* [WHAT YOU WILL DO] Extract the lines of the entries that start at the line containing "In the photo above, where can the wheel" and run through the end of the entries, both ends included. Reproduce them verbatim.

* [RECORDS TO PROCESS]

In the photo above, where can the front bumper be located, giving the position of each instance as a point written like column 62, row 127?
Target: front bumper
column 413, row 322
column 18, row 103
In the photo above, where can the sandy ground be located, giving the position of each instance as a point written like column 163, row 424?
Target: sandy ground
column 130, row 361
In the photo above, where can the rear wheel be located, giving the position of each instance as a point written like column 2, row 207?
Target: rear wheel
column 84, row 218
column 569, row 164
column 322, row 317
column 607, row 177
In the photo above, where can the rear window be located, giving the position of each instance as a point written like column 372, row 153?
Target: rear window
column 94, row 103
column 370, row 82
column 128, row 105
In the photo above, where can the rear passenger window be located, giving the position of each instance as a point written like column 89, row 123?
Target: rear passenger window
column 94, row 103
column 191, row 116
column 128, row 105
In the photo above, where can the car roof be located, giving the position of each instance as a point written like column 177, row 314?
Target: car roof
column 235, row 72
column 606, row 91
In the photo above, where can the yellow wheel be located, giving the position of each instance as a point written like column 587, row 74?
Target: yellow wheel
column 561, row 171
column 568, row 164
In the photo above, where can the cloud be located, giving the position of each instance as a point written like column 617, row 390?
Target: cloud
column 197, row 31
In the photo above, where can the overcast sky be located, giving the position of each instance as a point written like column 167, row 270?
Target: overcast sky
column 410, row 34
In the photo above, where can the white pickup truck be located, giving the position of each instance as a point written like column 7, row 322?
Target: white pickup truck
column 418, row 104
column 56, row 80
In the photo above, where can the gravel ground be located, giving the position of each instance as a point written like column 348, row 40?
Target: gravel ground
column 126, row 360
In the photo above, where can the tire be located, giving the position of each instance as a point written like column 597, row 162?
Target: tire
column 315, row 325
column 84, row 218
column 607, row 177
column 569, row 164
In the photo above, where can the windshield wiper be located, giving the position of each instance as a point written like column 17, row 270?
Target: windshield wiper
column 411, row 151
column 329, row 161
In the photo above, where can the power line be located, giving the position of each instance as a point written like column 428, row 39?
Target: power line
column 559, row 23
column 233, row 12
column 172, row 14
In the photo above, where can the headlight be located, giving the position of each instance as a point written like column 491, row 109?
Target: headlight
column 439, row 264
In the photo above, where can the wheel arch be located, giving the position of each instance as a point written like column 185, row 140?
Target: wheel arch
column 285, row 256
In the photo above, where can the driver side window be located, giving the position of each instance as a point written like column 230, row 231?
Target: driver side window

* [EXERCISE RESPONSE]
In the photo above, where can the wheel arch be located, giving the position of each instance as a point written like column 185, row 140?
Target: wheel arch
column 285, row 256
In the photo above, where can the driver side window be located, giving the position of each instance as a point written like column 230, row 231?
Target: driver side window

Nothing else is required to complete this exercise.